▸ Work required
According to the extract on VMM integration below, what is the only thing that needs to be allowed on all intermediate devices for VMM integration with VXLAN?
— start Extract —
Applications can be deployed across VMM domains, as illustrated in Figure 6-5. While live migration of VMs within a VMM domain is supported, live migration of VMs across VMM domains is not supported.

Prerequisites for VMM Integration with AVS or VDS

The prerequisites for VMM integration with AVS or VDS are as follows:

• You need to decide whether to use VLAN or VXLAN encapsulation or multicast groups.

• A virtual machine manager must be already deployed, such as vCenter.

• The VMM must be accessible by the APIC through either the out-of-band or in-band management network.

• For Cisco AVS deployment, a vSphere Installation Bundle (VIB) must be installed on all hypervisor hosts to be added to the AVS.

• For a VXLAN deployment, you need to know whether intermediate devices have Internet Group Management Protocol (IGMP) snooping on or off by default.

Guidelines and Limitations for VMM Integration with AVS or VDS

The guidelines and limitations for VMM integration with AVS or VDS are as follows:

• When utilizing VLANs for VMM integration, whether with Cisco AVS or VMware VDS, the range of VLANs to be used for port groups must be manually allowed on any intermediate devices.

• For VMM integration with VLANs and the Resolution Immediacy setting On Demand or Immediate, there can be a maximum of one hop between a host and the compute node.

• For VMM integration with VXLAN, only the infrastructure VLAN needs to be allowed on all intermediate devices.

• For VMM integration with VXLAN, if the Infra bridge domain subnet is set as a querier, the intermediate devices must have IGMP snooping enabled for traffic to pass properly.

• To log in to the APIC GUI, choose Tenants > Infra > Networking > Bridge Domains > default > Subnets > 10.0.0.30/27.

• For VMM integration with VXLAN and UCS-B, IGMP snooping is enabled on the UCS-B by default. Therefore, you need to ensure that the querier IP address is enabled for the Infra bridge domain. The other option is to disable IGMP snooping on the UCS and disable the querier IP address on the Infra bridge domain.

ACI VMM Integration Workflow

Figure 6-6 illustrates the ACI VMM integration workflow steps.

Publishing EPGs to a VMM Domain

This section details how to publish an existing EPG to a VMM domain. For an EPG to be pushed to a VMM domain, you must create a domain binding within the tenant EPG by following these steps:

Step 1. From the menu bar, choose Tenants > All Tenants.
— end Extract —
— start Recorded information —
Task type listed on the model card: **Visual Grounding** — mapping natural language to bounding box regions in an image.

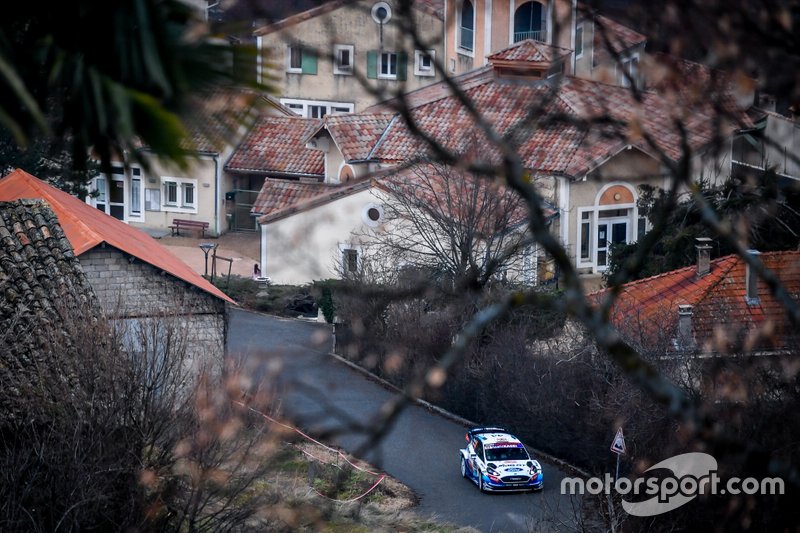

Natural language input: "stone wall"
— end Recorded information —
▸ Final answer
Only the infrastructure VLAN.